**Tâche à réaliser**: D'après la chronique sur les festivals d'été, quel est le slogan des festivals musicaux ?

**Texte du document**:
»»

Les grands concerts estivaliers sont en expansion. Un exploit dans le secteur de la culture. Derrière cet engouement, des risques subsistent qui pourraient menacer les plus fragiles d’entre eux, relève dans sa chronique Michel Guerrin, rédacteur en chef au « Monde ».
Des centaines de milliers de jeunes vont se retrouver bientôt sur le pré et sous un soleil de plomb pour communier avec leur groupe de rock préféré, après deux ans de pandémie et de disette. « En avant comme avant » est le slogan des festivals musicaux. L’heure est à l’optimisme, à remonter le son. Sans vouloir casser l’ambiance ni jouer les rabat-joie, évoquons quelques nuages noirs qui planent sur leur été.
Le nombre déjà. Les festivals installés depuis belle lurette sont au rendez-vous. Il n’y a pas eu de casse pendant la pandémie grâce au « quoi qu’il en coûte » et à ses aides publiques, et aux mécènes aussi. La surprise est ailleurs : des dizaines de festivals nouveaux lancent leur première édition cet été. Ils sont portés par le privé, des villes ou des départements.

««

**Données brutes**:
»»

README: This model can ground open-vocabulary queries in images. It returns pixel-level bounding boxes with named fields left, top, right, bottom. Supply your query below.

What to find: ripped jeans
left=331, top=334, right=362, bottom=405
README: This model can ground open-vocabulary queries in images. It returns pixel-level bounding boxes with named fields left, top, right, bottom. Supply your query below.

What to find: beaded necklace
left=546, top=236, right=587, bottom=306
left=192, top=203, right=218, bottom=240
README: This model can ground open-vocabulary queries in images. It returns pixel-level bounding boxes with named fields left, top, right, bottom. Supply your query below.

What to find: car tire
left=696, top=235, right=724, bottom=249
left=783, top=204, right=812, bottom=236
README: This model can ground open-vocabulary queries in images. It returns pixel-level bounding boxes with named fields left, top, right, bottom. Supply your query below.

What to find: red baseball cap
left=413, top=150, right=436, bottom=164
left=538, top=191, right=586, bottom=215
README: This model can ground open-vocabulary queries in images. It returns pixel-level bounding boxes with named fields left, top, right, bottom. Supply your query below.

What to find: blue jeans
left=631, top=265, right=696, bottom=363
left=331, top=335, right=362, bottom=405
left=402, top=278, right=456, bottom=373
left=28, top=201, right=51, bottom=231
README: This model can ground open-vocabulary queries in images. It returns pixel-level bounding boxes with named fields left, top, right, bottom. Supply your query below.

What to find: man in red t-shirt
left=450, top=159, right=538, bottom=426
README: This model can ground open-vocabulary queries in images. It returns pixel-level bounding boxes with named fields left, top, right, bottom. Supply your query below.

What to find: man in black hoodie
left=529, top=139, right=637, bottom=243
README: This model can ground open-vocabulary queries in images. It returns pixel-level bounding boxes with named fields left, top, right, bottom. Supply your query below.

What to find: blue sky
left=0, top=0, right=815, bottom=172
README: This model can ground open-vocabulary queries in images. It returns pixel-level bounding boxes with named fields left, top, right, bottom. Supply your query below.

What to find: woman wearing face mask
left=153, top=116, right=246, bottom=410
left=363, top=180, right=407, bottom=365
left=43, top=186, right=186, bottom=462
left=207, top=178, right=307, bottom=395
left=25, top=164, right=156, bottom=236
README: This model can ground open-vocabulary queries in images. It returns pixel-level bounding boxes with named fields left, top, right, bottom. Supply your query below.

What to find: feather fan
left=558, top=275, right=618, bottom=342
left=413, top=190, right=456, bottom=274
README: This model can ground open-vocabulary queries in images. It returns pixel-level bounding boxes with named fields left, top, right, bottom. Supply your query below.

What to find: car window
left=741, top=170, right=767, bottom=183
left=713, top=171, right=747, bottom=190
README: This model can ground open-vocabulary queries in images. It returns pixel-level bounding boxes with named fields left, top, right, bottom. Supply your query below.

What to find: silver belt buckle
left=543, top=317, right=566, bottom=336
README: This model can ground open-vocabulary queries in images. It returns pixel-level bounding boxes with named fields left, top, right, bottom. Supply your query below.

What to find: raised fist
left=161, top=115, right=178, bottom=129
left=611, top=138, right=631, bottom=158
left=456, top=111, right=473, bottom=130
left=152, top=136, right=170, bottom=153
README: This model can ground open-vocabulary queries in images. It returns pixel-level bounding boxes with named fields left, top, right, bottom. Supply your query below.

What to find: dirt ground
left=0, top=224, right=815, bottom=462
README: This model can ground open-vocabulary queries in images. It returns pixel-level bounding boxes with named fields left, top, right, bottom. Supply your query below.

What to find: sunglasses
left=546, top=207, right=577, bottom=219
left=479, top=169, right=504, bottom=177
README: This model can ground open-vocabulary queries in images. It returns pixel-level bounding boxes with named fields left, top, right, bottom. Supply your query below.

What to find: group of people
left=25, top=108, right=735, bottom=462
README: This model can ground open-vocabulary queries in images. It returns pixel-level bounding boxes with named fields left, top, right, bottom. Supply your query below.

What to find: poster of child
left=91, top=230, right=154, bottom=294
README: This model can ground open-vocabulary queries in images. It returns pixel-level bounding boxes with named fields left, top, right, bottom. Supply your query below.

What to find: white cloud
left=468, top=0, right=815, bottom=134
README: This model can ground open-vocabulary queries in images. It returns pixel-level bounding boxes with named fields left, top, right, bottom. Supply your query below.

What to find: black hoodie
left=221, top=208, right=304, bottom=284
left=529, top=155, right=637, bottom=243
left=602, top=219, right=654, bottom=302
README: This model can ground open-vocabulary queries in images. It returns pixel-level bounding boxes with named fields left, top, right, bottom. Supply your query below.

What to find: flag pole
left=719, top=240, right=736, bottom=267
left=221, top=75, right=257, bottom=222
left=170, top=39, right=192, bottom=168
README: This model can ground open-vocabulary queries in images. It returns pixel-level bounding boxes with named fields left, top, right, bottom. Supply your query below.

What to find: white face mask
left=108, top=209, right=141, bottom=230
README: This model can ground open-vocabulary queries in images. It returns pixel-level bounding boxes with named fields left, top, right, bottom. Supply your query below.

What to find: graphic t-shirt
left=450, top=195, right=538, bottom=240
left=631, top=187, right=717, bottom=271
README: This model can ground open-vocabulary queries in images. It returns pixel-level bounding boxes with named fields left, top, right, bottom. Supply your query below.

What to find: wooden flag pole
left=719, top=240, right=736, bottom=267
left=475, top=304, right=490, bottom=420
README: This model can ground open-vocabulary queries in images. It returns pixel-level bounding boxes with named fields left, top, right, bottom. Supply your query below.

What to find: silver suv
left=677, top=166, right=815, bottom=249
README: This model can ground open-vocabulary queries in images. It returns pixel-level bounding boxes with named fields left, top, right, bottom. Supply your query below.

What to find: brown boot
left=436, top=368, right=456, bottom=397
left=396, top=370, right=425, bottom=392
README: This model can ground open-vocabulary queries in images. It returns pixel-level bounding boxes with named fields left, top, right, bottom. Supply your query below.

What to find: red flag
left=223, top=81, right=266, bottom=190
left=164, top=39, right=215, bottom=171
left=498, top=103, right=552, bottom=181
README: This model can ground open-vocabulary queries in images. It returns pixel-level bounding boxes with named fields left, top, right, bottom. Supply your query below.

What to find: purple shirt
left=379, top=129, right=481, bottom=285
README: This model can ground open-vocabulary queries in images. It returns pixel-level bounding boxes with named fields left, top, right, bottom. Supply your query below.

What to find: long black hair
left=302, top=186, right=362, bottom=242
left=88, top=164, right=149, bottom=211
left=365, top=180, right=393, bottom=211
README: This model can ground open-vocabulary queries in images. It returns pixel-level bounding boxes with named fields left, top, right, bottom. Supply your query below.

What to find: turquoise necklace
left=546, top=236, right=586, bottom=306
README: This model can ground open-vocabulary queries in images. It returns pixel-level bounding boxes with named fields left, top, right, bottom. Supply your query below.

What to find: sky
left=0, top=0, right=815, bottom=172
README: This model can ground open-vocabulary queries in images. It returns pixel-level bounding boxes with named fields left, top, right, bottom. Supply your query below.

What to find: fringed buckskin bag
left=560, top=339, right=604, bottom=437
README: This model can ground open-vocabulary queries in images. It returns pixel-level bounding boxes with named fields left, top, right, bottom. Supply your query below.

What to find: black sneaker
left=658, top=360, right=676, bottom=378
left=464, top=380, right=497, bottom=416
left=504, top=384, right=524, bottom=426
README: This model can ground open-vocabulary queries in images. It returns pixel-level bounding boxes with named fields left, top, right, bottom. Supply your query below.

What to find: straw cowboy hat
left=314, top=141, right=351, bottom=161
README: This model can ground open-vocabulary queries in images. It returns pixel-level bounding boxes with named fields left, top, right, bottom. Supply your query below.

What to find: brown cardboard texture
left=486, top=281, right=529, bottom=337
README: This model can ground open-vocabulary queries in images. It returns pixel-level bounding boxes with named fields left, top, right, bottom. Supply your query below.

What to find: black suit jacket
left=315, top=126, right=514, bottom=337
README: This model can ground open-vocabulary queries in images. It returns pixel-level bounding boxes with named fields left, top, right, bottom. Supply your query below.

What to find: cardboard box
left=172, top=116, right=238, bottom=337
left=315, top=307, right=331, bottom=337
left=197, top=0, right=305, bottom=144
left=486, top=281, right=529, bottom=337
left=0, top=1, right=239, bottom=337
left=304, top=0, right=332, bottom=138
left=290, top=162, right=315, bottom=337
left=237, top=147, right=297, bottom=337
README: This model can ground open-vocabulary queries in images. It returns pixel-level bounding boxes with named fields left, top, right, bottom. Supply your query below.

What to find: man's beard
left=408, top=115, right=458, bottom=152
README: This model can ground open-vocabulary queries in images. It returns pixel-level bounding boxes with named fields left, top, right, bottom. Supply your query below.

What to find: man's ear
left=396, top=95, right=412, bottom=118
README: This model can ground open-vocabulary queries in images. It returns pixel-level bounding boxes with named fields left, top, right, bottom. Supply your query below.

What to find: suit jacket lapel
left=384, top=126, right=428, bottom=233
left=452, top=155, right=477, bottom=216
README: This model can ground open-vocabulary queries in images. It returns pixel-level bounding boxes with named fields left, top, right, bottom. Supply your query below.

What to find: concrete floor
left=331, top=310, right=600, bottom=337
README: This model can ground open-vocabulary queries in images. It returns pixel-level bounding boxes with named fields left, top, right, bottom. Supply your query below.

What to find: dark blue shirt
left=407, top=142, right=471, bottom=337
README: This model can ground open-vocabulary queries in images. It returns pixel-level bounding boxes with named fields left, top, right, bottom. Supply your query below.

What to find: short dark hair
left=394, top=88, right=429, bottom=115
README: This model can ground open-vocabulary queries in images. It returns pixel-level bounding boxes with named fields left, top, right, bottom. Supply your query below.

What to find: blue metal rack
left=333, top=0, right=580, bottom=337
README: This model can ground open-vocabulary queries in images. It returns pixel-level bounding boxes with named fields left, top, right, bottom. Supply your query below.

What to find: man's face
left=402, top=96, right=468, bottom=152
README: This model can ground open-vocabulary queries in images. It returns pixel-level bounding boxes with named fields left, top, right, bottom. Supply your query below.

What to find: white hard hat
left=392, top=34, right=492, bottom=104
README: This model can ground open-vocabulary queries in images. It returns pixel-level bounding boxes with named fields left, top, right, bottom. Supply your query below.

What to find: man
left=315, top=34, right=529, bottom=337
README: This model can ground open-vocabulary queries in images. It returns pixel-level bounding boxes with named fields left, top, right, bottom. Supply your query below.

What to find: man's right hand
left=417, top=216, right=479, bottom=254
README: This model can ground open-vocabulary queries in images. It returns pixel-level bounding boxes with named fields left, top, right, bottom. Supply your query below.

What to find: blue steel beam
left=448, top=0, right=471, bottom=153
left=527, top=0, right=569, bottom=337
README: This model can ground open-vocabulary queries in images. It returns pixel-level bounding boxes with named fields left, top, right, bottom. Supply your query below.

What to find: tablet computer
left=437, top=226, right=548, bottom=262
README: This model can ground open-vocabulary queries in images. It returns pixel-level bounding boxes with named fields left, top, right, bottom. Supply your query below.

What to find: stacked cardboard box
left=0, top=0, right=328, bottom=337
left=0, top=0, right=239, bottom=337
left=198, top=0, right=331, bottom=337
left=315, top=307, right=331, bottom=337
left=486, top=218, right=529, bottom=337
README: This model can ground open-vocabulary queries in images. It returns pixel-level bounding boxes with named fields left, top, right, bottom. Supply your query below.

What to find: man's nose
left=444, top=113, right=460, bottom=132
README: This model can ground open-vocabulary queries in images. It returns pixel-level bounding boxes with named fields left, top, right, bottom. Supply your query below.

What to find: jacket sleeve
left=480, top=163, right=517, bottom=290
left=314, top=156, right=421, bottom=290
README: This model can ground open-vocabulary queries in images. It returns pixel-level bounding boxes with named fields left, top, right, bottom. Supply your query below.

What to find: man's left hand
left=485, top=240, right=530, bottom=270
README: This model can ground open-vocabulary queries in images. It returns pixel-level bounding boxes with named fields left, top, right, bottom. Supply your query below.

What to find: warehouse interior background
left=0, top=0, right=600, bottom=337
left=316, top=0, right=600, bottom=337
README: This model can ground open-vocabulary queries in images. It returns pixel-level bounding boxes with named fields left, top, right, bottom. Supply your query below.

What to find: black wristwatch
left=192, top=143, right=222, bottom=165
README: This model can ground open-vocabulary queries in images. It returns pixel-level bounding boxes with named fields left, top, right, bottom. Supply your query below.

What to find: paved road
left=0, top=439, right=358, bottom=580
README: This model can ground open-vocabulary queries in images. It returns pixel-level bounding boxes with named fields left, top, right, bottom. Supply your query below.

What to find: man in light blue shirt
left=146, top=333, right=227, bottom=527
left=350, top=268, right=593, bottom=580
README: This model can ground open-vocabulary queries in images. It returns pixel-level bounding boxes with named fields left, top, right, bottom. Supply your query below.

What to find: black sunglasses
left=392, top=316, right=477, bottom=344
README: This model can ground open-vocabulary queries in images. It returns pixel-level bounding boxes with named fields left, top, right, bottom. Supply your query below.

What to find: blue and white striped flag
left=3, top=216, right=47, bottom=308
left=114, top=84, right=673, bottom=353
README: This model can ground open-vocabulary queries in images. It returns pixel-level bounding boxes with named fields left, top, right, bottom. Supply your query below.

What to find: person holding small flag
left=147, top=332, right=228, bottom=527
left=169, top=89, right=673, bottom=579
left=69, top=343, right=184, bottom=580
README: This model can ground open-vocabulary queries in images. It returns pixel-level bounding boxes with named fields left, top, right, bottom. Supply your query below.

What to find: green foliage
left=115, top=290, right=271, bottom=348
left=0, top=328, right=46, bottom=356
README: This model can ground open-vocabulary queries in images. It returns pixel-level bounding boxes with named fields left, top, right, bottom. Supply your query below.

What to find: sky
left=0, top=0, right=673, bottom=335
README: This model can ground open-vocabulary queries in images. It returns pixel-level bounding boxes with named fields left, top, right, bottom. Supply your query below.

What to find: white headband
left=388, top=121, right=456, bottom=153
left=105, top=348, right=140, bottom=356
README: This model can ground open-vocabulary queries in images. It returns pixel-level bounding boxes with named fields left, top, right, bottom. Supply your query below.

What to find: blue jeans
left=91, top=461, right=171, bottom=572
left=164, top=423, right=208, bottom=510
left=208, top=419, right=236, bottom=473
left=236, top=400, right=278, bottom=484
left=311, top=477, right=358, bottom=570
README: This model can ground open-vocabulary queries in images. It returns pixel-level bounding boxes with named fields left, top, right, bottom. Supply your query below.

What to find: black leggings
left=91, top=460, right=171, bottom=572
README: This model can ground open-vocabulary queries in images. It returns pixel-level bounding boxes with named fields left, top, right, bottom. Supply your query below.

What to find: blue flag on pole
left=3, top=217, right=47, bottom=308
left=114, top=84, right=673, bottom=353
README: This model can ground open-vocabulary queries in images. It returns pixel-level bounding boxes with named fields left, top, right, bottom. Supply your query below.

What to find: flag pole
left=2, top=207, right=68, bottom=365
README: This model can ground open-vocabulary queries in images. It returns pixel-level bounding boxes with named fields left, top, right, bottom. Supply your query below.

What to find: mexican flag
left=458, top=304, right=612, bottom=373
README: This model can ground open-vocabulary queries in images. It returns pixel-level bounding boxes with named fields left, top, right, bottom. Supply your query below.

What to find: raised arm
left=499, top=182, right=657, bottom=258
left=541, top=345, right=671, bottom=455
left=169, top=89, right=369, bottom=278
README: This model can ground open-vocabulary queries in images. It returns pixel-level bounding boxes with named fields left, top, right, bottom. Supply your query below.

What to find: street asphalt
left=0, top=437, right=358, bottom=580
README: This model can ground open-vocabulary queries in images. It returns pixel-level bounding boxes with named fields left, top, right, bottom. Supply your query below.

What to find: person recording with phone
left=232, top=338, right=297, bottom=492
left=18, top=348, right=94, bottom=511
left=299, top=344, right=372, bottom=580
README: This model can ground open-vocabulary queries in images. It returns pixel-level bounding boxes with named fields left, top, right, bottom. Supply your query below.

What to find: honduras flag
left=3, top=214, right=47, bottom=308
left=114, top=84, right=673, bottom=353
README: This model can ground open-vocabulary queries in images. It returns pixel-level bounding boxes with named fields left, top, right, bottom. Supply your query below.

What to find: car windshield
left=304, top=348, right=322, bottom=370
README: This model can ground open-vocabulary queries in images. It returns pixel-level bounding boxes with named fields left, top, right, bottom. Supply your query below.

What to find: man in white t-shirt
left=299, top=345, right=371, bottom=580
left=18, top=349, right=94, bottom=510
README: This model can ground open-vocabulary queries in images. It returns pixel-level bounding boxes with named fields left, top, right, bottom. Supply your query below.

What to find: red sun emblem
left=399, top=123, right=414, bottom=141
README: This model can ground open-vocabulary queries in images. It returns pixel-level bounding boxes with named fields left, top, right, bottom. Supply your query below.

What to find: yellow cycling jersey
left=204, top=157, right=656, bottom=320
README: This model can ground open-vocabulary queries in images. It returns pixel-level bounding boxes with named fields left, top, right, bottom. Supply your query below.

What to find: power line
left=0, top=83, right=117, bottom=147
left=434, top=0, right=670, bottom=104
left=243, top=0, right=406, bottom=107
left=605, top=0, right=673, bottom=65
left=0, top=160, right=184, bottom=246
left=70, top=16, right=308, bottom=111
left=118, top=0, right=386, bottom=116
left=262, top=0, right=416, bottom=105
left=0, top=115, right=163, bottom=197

««

**Résultat final**: « En avant comme avant ».